# Exercises
- 1) Rewrite the part of the essay on old family photographs that begins with the words "Given the scarceness" and ends after "and rolled shirtsleeves.", replacing "rabbit hutch" with "chicken coop".
- 2) Continue the essay on old family photographs from the point at which it ends.

# Excerpted passage

Casual photographs from ninety years ago are not plentiful. The cost of a camera combined with the cost of developing and printing film meant photographs were for the affluent or the enthusiast. Family photographs tend to be of two types, either studio portraits of people dressed in their Sunday-best outfits or wedding photographs, marriages seeming to have quickly become occasions dominated by picture takers. Ordinary snaps, pictures of everyday moments seem special because of their comparative rarity.
Given the scarceness of the ordinary pictures, everyday photographs of his own grandfather sent to me by my father came as a delight. A friend or a neighbour must have possessed a camera and been happy to take commonplace pictures.
A family group is pictured against the background of a garden fence, a rabbit hutch is fixed to the slats of the fence. There is no attempt to make the occasion formal. My great uncle stands looking pensive, his left hand held by my great grandmother. My grandmother peers from behind the shoulders of my great grandparents. My great grandfather has his pipe in his mouth, he looks content with a half smile and rolled shirtsleeves.
The photograph cannot date from later than the early 1920s; my grandmother was born in 1909 and looks no more than twelve or thirteen years old. What occasioned the photograph? Had the friend newly acquired the camera?Natural light was required; flash photography was expensive and required professional equipment. There is an air of the impromptu about the picture, and an air of inexperience. If the photograph had been planned, the dress might have been different, the sleeves rolled down, the pipe put away, and would an experienced photographer have included the rabbit hutch?

# Provided information
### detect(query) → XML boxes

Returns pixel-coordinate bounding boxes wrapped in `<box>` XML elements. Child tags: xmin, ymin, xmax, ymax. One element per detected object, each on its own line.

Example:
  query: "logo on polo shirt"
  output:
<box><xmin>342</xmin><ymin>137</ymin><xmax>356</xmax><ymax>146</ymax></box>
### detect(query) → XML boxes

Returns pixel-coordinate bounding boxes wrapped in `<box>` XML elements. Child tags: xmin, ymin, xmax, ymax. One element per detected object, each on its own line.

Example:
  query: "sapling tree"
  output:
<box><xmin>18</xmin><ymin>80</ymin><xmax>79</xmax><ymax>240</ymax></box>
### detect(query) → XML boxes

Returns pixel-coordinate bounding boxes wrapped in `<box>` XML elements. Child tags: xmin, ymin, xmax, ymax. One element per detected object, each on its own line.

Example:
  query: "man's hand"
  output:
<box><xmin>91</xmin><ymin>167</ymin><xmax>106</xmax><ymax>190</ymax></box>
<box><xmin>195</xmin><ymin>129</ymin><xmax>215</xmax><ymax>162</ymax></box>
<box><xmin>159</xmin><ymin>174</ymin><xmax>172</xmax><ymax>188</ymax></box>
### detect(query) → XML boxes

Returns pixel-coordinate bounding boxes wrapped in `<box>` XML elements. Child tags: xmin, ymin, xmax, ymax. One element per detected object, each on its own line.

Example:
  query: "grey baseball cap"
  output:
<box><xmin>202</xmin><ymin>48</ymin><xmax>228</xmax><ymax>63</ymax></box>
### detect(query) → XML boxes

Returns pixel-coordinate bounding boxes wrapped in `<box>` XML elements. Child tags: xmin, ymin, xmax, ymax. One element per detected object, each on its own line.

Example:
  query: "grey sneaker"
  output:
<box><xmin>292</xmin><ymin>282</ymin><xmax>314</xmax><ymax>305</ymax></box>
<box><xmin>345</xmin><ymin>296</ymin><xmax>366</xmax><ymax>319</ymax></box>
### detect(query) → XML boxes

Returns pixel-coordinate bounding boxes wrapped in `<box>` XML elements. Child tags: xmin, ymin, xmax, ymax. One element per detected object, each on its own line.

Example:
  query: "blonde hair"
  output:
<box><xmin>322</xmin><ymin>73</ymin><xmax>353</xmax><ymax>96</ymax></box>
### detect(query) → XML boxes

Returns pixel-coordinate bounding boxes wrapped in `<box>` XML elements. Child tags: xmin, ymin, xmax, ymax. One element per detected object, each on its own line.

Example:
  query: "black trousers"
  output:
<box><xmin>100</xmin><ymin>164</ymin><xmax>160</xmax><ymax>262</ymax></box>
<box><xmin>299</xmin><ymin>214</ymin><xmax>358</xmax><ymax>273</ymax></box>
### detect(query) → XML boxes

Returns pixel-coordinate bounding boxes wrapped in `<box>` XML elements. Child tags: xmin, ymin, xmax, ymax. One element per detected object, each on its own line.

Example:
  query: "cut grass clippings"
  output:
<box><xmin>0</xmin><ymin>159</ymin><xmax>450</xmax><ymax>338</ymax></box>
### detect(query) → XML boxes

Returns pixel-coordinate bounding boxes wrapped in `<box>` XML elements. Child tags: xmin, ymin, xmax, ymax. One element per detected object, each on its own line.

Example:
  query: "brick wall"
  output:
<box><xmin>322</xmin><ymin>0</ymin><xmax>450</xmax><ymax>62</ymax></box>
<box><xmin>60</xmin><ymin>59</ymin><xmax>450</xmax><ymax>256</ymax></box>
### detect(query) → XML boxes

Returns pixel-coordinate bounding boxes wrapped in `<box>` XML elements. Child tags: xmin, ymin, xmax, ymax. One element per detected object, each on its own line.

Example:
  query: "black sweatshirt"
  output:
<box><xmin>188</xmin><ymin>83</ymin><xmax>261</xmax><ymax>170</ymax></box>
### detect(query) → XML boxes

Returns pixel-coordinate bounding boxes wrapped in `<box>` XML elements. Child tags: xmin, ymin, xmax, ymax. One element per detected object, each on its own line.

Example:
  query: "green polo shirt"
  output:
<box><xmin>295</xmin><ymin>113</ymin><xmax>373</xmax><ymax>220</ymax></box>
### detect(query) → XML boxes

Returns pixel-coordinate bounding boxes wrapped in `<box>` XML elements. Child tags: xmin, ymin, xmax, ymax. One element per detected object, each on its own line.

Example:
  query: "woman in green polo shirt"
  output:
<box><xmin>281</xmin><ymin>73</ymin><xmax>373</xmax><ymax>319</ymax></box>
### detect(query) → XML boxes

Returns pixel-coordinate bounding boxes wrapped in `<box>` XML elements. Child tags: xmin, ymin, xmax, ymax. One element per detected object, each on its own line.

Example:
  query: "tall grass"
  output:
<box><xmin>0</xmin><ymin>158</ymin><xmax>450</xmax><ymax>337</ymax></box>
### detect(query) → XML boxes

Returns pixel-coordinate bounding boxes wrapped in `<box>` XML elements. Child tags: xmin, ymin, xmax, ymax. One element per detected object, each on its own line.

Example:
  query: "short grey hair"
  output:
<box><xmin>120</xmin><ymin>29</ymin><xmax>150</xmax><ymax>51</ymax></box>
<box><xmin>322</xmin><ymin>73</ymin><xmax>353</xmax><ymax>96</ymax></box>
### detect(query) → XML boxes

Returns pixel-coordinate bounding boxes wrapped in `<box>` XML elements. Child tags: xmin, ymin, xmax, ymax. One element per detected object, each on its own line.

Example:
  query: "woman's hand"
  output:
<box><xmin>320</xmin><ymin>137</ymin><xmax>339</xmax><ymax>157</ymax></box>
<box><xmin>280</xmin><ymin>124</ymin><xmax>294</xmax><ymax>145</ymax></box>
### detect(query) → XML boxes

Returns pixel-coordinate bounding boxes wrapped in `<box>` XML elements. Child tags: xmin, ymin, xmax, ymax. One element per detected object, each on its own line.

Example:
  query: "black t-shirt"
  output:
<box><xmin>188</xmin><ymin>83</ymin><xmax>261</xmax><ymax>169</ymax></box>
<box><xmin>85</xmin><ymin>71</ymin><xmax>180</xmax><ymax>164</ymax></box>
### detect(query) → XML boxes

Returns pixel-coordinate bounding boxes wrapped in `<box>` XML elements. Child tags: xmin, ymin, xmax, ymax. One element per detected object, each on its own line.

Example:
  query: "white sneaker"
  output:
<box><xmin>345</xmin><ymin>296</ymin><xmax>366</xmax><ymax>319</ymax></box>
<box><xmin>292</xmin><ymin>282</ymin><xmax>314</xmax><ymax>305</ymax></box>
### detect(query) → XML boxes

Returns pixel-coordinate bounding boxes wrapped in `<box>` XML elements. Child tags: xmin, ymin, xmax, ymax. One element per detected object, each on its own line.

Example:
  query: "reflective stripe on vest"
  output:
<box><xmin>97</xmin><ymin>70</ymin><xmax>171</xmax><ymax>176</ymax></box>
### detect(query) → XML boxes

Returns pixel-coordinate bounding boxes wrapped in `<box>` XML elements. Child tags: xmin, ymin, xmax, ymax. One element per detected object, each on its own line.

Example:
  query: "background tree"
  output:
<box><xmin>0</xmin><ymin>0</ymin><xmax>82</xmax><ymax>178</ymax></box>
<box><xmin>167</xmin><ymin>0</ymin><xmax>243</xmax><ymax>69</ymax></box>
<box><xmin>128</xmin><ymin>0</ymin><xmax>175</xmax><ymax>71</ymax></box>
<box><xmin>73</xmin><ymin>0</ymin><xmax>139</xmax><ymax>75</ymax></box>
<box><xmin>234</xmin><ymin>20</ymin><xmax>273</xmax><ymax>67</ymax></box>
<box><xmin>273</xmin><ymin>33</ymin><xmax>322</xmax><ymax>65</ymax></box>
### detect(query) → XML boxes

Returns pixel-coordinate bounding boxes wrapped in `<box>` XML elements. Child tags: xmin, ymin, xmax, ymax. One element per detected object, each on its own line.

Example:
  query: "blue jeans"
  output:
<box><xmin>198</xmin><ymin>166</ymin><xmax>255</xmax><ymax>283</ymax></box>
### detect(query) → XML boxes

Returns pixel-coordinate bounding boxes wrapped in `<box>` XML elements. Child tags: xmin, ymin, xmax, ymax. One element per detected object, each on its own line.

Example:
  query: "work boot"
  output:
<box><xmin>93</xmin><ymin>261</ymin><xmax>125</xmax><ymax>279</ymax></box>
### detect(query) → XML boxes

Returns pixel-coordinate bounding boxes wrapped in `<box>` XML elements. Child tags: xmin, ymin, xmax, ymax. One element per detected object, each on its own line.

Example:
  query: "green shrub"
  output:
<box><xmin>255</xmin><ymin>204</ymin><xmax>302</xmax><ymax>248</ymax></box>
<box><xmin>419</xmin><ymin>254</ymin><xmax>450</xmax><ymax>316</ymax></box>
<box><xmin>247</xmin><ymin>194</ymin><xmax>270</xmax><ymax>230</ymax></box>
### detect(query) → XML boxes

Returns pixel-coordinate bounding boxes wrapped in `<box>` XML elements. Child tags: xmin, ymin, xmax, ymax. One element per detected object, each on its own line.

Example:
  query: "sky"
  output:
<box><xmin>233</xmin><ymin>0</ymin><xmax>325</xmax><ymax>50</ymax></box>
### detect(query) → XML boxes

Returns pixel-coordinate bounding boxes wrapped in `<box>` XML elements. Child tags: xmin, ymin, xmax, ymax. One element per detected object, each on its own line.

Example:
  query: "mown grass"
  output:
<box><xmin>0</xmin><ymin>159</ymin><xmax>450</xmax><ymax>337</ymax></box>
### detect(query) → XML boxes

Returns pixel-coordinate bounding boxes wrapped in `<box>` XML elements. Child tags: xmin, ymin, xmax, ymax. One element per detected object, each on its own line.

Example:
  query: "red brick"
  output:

# Answers to the problems
- 1)
Given the scarceness of the ordinary pictures, everyday photographs of his own grandfather sent to me by my father came as a delight. A friend or a neighbour must have possessed a camera and been happy to take commonplace pictures.
A family group is pictured against the background of a garden fence, a chicken coop is fixed to the slats of the fence. There is no attempt to make the occasion formal. My great uncle stands looking pensive, his left hand held by my great grandmother. My grandmother peers from behind the shoulders of my great grandparents. My great grandfather has his pipe in his mouth, he looks content with a half smile and rolled shirtsleeves.

- 2)
The moment captured must be at least ninety years ago, no-one is left who might tell its story. It is a heart warming photograph. In October 1917, my great grandfather was serving with the Sixth Battalion of the Somerset Light Infantry in Flanders and sustained gunshot wounds to his face, abdomen and thigh; wounds so severe that he was taken back to successive military hospitals and was never able to serve again in the front line. In the photograph he seems healthy and happy, he seems to reassure those who would follow him that all was well..
If there were just a few notes, even a date or an address, they would add so much to the picture, but even now, in times when the number of pictures taken has increased perhaps a thousandfold, who adds notes to their pictures?